* START Passage given *
Is the ratio of exchange to be explained according to the subjective desires of the bureaucracy? Stalin, we know, at one time believed that it was; that value and its money measure could be exchanged and altered according to the will of the bureaucracy – and introduced the differential price, the elastic rouble! But the reality that underlies all exchanges and expresses itself as the law of value son began to knock at the door, and corrected this stupid mistake, Stalin learned that “gods” could not be exchanged in an arbitrary manner, at unequal values. Stalin learned that if the economy of the country has to be stabilized while money continues to play a role, it can only be stabilized if money really functions as a stable measure of value.

WAGE LABOUR IN RUSSIA

Our Minority comrades deny that the wage labour relation in Russia is a capitalistic relation, that it is part of the dual capitalistic-socialist nature of the Russian society. Indeed, they strongly deny that wage labour exists in Russia. They claim that if the Russian workers are wage slaves, they cannot at the same time be the ruling class; therefore Russia cannot be a workers’ state. The restatement of this elementary proposition by us today, expounded and defended in our publications for more than 15 years, has now according to them, become the platform of a new petty bourgeois tendency. They deny that the Russian worker sells his labour power as a commodity.

Then only economists who have put forward these conceptions are Stalinist economists. And they did so because they believed them, but with the object of deceiving the working class. They appear to have succeeded in this even in the ranks of the Trotskyist movement!

The payment of wages, because it takes place in Russia, does not transform the worker receiving wages, into something other than a wage labourer, even though the transaction takes place on the basis of statified property. As we have seen above, the law of value continues to operate even in the first stages of a socialist society. The payment of wages is the price or money equivalent of the labour power of the workers. It still remains the price of labour power in Russia today – even though no capitalist class dominates the means of production.
* END Passage given *
* START Dataset excerpts *
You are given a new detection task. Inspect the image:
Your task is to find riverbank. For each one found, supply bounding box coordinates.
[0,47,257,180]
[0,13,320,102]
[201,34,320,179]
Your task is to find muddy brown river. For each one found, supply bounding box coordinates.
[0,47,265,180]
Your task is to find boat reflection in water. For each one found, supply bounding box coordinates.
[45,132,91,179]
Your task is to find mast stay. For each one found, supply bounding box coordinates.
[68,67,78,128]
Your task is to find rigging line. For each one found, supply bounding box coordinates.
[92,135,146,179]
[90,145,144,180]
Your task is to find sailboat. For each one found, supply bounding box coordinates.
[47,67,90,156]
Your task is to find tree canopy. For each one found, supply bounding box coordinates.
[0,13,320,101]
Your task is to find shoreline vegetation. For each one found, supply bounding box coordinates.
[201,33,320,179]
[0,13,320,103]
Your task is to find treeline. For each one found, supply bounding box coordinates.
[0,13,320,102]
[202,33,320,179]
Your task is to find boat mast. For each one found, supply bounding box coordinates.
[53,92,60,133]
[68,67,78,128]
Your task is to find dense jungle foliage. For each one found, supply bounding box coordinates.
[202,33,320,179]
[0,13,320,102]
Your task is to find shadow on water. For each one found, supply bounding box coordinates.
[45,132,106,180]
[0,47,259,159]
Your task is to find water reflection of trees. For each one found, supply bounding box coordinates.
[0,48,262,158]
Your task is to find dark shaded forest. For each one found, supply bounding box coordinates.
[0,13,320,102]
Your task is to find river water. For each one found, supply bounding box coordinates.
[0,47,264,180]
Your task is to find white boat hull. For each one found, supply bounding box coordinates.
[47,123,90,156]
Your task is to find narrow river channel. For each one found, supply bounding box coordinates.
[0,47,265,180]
* END Dataset excerpts *
[Things to do]
**a)** Using the passage on wage labor in Russia, answer these:
(i) What did Stalin introduce when he believed value could be changed at the bureaucracy's will?
(ii) For how long have "our publications" set out and defended the claim about the Russian worker?
(iii) What does the passage say the payment of wages is?
**b)** Resume the passage on wage labor in Russia after its last sentence.

[Answers to the tasks]
**a)**
(i) The differential price, the elastic rouble.
(ii) More than 15 years.
(iii) The price or money equivalent of the labour power of the workers.

**b)**
In view of the tremendous amount of theoretical and agitational material written by the Bolsheviks on this question, with which our comrades have undoubtedly at east a working acquaintance, how can they bring themselves down in the mess they are in? Lenin speaking on the immediate tasks of the Soviet Government, explaining how, why and by what methods, the Soviet Government had to utilise the technical skill of the capitalist specialists, had this to say;

“The vast majority of the saboteurs are ‘coming into our service’ but the best organizers can be utilized by the state either in the old way, in the bourgeois way (i.e. for high salaries), or in the new way, in the proletarian way (i.e. by creating the conditions of national accounting and control from below, which would inevitably and automatically subordinate the specialists and enlist them for our work).

Now we have to resort to the old bourgeois method and agree to pay a very high price for the services of the biggest bourgeois specialists. All who are familiar with this subject appreciate this, but not all ponder over the significance of the measure that has been adopted by the proletarian state. Clearly such a measure is a compromise, a departure from the principles of the Paris Commune and of every proletarian state, which calls for the reduction of all salaries to the level of the wages of the average worker, which call for a struggle against careerism, not in words, not in deeds.

Moreover, it is clear that such a measure not only implies the cessation – in a certain field and to a certain degree – of the offensive against capital (for capital is not a sum of money, but a definite social relation) it is also a step backward on the part of the socialist Soviet government which from the outset proclaimed and pursued the policy of reducing high salaries to the level of the wages of the average worker…

To conceal from the masses the fact that the enlistment of bourgeois specialists by means of extremely high salaries is a retreat from the principles of the Paris commune would be tantamount to sinking to the level of bourgeois politicians and to deceiving the masses…”
(Our emphasis)
Vol 7, Selected Works, page 322-323.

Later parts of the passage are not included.